GOAL OF THE EXERCISE: Translate this sentence from the abstract on overnight corneal reshaping lenses into Spanish: "Both occurred in children but neither resulted in a loss of visual acuity."

──────── SOURCE PASSAGE

Purpose: To estimate the incidence of microbial keratitis (MK) associated with overnight corneal reshaping contact lenses and to compare rates in children and adults.
Methods: A retrospective study of randomly selected practitioners, stratified by order volume and lens company, was conducted. Practitioners were invited to participate and those agreeing were asked to provide deidentified patient information for up to 50 lens orders and to complete a comprehensive event form for any of these patients who have attended an unscheduled visit for a painful red eye. Duration of contact lens wear was calculated from the original fitting date or January 2005 (whichever was later) to when the patient was last seen by the practitioner wearing the lenses on a regular basis. Cases of MK were classified by majority decision of a 5-member expert panel.
Results: For the 191 practitioners who could be contacted, 119 (62%) agreed to participate. Subsequently, 11 withdrew, 22 did not respond, and 86 (43%) returned completed forms corresponding to 2202 lens orders and 1494 patients. Limiting the sample to those patients with at least 3 months of documented contact lens wear since 2005 resulted in a sample of 1317 patients; 640 adults (49%) and 677 children (51%) representing 2599 patient-years of wear (adults = 1164; children = 1435). Eight events of corneal infiltrates associated with a painful red eye were reported (six in children and two in adults). Two were classified as MK. Both occurred in children but neither resulted in a loss of visual acuity. The overall estimated incidence of MK is 7.7 per 10,000 years of wear (95% confidence interval [CI] = 0.9 to 27.8). For children, the estimated incidence of MK is 13.9 per 10,000 patient-years (95% CI = 1.7 to 50.4). For adults, the estimated incidence of MK is 0 per 10,000 patient-years (95% CI = 0 to 31.7).
Conclusions: The risk of MK with overnight corneal reshaping contact lenses is similar to that with other overnight modalities. The fact that the CIs for the rates estimated overlap should not be interpreted as evidence of no difference. True differences fewer than 50 cases per 10,000 patient-years were beyond the study’s power of detection.

────────────────
──────── RECORD SET

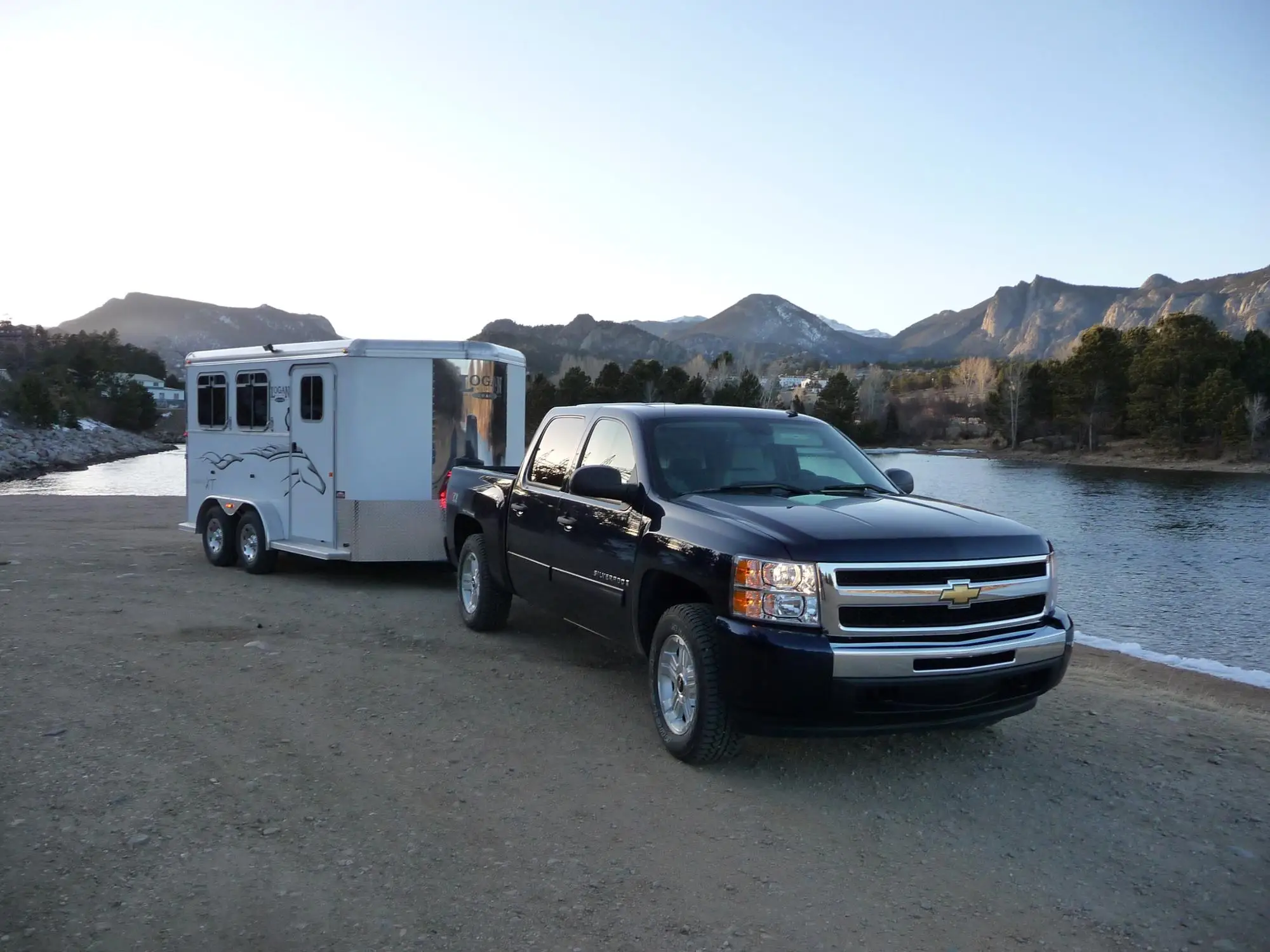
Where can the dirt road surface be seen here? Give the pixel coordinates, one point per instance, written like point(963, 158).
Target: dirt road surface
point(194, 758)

────────────────
──────── RECORD SET

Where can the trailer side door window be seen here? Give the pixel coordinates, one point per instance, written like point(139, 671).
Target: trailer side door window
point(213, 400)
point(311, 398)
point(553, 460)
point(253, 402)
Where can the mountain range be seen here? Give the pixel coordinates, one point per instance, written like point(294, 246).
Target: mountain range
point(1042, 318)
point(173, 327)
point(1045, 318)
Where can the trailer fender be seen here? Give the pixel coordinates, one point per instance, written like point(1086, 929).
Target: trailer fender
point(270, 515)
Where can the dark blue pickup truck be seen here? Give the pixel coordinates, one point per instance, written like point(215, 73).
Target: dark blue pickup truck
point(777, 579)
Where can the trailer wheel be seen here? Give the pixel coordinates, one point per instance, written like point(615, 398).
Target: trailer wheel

────────────────

RESPONSE TO THIS EXERCISE: Ambos ocurrieron en niños, pero ninguno provocó una pérdida de agudeza visual.